◆ **EXERCISE INPUTS**:
* * * * *
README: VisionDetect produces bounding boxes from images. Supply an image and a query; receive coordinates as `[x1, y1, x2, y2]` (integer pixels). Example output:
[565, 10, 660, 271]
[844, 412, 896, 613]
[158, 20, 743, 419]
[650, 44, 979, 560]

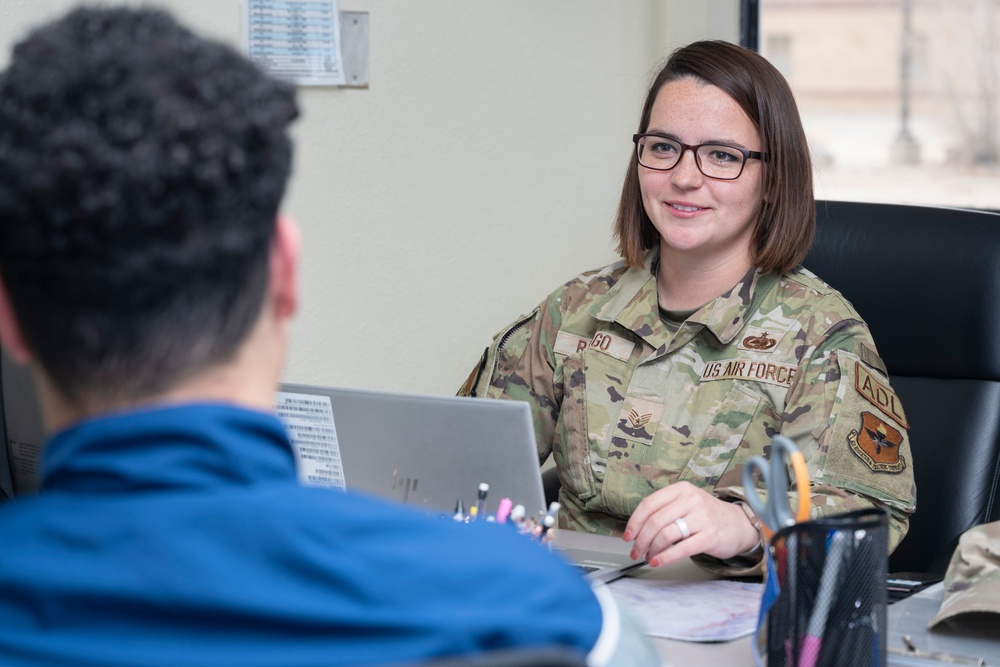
* * * * *
Pull out each line of the data above that contains the string "pixels". Treat uppercase and lowercase as different.

README: VisionDetect produces bounding boxes from images. Supply an image and a query; receive coordinates as `[x1, y1, x2, y2]` (integer pixels). Example output:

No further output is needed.